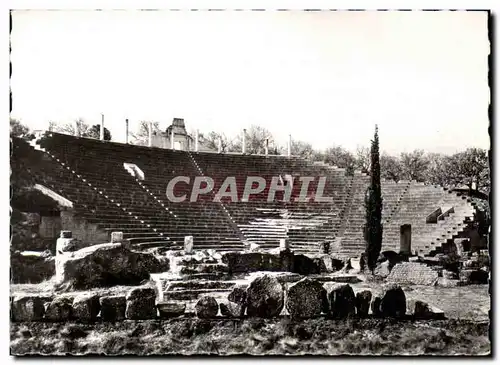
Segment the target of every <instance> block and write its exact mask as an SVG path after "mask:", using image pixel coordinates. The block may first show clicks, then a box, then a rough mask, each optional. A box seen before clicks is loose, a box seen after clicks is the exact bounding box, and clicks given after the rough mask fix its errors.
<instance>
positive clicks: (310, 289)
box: [195, 275, 444, 319]
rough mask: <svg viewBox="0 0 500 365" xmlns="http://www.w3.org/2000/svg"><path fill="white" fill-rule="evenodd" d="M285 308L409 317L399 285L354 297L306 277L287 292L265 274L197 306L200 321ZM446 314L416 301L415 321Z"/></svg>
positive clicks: (364, 291)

+ + +

## The task
Provide only the number of lines above that contain the word "positive".

## Task output
2